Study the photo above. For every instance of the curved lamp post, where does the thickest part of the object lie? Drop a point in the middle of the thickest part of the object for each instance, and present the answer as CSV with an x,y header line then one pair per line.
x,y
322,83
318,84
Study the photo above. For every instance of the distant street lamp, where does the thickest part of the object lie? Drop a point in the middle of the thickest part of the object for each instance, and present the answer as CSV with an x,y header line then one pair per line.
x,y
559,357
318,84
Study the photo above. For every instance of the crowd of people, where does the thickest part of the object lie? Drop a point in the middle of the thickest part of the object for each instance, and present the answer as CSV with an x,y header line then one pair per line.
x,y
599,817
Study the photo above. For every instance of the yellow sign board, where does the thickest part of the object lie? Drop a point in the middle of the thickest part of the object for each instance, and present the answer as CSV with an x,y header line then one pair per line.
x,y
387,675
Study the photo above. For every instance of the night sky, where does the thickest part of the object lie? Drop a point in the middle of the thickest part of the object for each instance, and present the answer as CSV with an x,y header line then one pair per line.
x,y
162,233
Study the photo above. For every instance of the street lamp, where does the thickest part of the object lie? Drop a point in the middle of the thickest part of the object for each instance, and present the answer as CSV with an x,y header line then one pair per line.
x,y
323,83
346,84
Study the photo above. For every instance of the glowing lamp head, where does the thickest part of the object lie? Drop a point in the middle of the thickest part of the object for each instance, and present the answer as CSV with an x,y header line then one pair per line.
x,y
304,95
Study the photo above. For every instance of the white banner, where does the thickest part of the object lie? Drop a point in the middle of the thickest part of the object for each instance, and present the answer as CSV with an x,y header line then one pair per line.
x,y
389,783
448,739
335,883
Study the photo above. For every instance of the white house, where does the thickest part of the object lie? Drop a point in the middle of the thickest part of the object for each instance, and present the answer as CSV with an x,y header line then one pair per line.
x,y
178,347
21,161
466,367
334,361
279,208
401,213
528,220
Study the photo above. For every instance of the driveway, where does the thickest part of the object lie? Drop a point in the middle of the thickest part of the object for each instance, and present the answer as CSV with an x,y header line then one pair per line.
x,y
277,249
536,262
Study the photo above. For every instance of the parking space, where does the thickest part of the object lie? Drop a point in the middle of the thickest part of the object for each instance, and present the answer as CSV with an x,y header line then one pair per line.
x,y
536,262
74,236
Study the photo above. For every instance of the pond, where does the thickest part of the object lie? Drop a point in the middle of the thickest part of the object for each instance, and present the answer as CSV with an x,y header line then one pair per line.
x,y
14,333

--*--

» REQUIREMENT
From the first line to the last, return the data exactly.

» ANSWER BOX
Study the photo above. For every instance of the curved lamp post, where does the thickest part of the object lie? Drop a point in the middle of the thickest part of the object for each instance, and present the answer as CSV with an x,y header line then one pair per line.
x,y
322,83
318,84
Study the photo above. For every instance of the distant street lamp, where does the thickest part of the object lie? Drop a point in the middle of the thickest part of the object for each instance, and present the answer as CSV with an x,y header line then one pair per line.
x,y
559,357
318,84
Study the photo above. For every instance of the crowd of people, where does the thickest part of the object lie? Drop a point in the middle of the thickest part of the object for each instance, and present the answer as CSV with an x,y header line then one pair per line.
x,y
599,817
Study the photo above. For every instance of the yellow sign board, where does the thickest part of the object lie? Drop a point in the middle of the thickest part of the object for each instance, and present the answer as CSV with an x,y header line then one pair per line.
x,y
387,675
Study the photo above. For every instance of the night sky, where does the thickest part of the object lie? Drop a point in the middle of the thickest part of the object for each instance, and present the answer as CSV with an x,y header line then one pair per line.
x,y
162,233
Study the photo above. For every instance of the street lamp, where does the thickest part of the object lie? Drop a point in the middle of the thickest part of the object for each instance, and present the answer as CSV with an x,y header line then one pair per line.
x,y
323,83
346,84
Study the photo above. For every instance of the glowing lamp head, where does the thickest part of the object lie? Drop a point in the middle of the thickest part of the object for each instance, and present the answer as CSV with an x,y header line then one pair per line.
x,y
304,95
Study the photo above. For every instance of the white banner, where does the thickest part of the object lie? Drop a point in the middle of the thickest part of the object for each instance, and present the answer as CSV with an x,y header line then one pair per line.
x,y
389,783
448,739
335,883
Study the photo above. For every instance of the white house, where does the thickest part of the object lie? Drop a point in the middle of the thickest part of the object for each instance, and present the answer as CSV with an x,y header line then one pair per line.
x,y
178,347
21,161
466,367
334,361
279,208
401,213
528,220
Study the photo above. For every instance of the driveway, where does the thickest part of the object lie? Drop a point in the middle of the thickest part of the object for each instance, and present the answer as CSV with an x,y header line then one pair per line.
x,y
277,249
536,262
Study the photo above. For every instance of the parking space, where does the thickest part of the object lie? Drop a point in the middle of the thickest part of the object for each instance, and present the answer as CSV with an x,y header line then one pair per line.
x,y
536,262
74,236
Study the photo above. For every instance of the pond, where does the thickest part of the object lie? Drop a point in the middle of the thickest part of the object for each instance, and present the answer as CSV with an x,y header line then one pair per line.
x,y
14,333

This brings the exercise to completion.